■ **SELECTION**
▬▬▬▬▬▬
Don’t ever tell anyone what really happened.
You are a big boy; I don’t want to see you cry.
You have mourned long enough.
Stop talking about her so much. You are stuck.
He is with God, in a much better place.
Don’t celebrate her birthday. She’s dead.
Perhaps your mom lost her mother when she was a child. As a result she became responsible for the younger siblings. It may be that her “not thinking about mama” may have been what got her through. But at what cost? How did that determine the way she dealt with loss throughout her life? And what did she teach you about sitting with grief, forging ahead, not looking back, and so on?
Maybe your dad was a widower who removed the photographs of his deceased wife because it is too tough for him to see her image. You and your siblings got the message that even talking about your mom upset him. And, so you don’t.
If after your parents’ divorce, one of your parents remarried and helped to raise you and your sisters, I am certain it wasn’t long before you and your siblings picked up what is appropriate and inappropriate regarding what you did with your feelings of sadness, anger, confusion, and abandonment.
▬▬▬▬▬▬
■ **INFORMATION SUPPLIED**
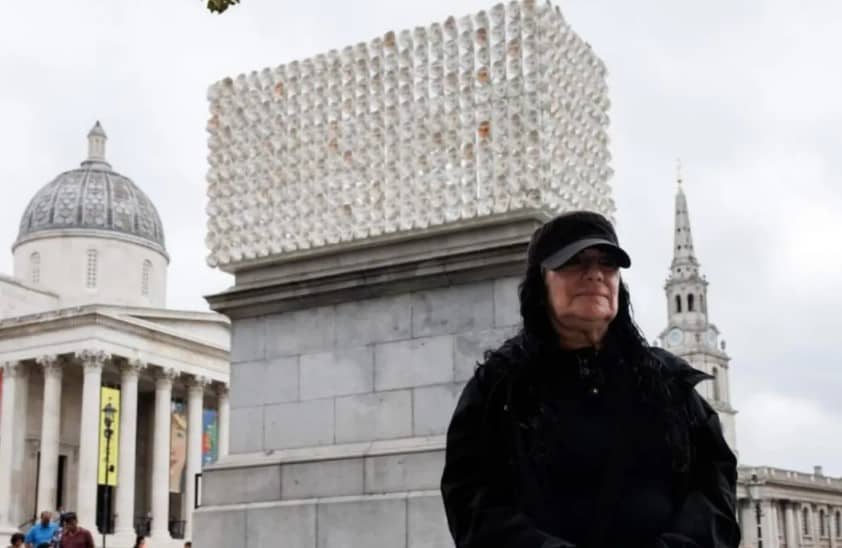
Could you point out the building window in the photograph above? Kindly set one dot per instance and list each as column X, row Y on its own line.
▬▬▬▬▬▬
■ **PROBLEM SET**
(A) Answer these questions from the passage on grief:
(i) According to the list of statements, whose birthday should not be celebrated?
(ii) In the example of the mother who lost her own mother as a child, whom did she become responsible for?
(iii) What does the widowed father remove, and why?
(B) Could you proceed with the passage on grief, picking up after its last sentence?
The material has nothing to do with the passage on grief.

■ **ANSWERS TO THE TASKS**
(A)
(i) Her birthday, because "She's dead."
(ii) The younger siblings.
(iii) The photographs of his deceased wife, because it is too tough for him to see her image.

(B)
Think of the messages you heard as a child and try to have compassion for the people who delivered those messages. Given their experience, culture, or any number of factors, they were doing the best they could. Now it is your turn to, if necessary, revisit the losses that you could not approach at the time. You can understand the reasons as you allow yourself to experience the grief and “sit with it and then walk through it” without judgement, and with an open heart for your grieving self…no matter how long ago you experienced the loss.
What we need to do when someone shares their loss with us is to be with them. Even when we do not feel comfortable doing so, that is our role and purpose. As tough as it is, our role is to be with people where they are.